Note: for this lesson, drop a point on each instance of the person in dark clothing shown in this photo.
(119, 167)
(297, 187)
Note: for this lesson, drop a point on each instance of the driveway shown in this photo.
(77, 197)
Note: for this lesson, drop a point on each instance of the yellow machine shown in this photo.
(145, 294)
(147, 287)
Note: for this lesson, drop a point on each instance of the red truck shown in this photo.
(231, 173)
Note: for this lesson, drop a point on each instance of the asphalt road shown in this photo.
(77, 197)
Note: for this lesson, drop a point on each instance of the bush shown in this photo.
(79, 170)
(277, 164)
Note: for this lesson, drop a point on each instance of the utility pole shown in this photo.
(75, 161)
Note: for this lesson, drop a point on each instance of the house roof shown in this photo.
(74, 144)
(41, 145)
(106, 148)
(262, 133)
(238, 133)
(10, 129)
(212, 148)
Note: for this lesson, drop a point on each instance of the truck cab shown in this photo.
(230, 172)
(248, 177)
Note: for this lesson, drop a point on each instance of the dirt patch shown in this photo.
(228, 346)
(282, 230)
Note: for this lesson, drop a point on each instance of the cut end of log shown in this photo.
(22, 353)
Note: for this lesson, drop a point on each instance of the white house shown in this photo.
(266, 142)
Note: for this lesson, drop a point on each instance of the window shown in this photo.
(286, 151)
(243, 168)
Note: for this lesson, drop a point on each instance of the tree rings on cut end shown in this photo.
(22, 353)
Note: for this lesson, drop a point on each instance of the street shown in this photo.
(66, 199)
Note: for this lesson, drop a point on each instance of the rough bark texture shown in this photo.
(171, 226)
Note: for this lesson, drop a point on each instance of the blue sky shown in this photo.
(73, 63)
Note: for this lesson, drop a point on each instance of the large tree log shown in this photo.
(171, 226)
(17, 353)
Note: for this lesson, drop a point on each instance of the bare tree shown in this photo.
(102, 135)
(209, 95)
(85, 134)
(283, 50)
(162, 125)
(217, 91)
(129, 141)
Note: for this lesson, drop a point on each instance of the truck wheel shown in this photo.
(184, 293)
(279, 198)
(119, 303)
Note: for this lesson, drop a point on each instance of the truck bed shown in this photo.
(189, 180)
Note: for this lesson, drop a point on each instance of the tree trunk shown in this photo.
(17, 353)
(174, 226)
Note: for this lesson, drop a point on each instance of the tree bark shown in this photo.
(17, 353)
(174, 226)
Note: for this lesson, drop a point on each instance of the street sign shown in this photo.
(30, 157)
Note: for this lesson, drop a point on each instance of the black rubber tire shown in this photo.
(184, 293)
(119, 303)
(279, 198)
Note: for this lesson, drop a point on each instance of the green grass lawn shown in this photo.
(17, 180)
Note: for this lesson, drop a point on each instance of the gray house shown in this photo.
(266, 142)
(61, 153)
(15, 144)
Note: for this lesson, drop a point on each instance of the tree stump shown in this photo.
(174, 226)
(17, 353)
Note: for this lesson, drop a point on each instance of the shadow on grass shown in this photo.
··········
- **What you should do**: Starting at the line with "stump shown in this photo.", retype each line through the final one in the data above, unchanged and with nothing added.

- **Answer box**:
Note: for this lesson, drop a point on each instance of the tree stump shown in this photo.
(174, 226)
(17, 353)
Note: for this lesson, drop a point on each instance of the shadow on grass shown in this photo.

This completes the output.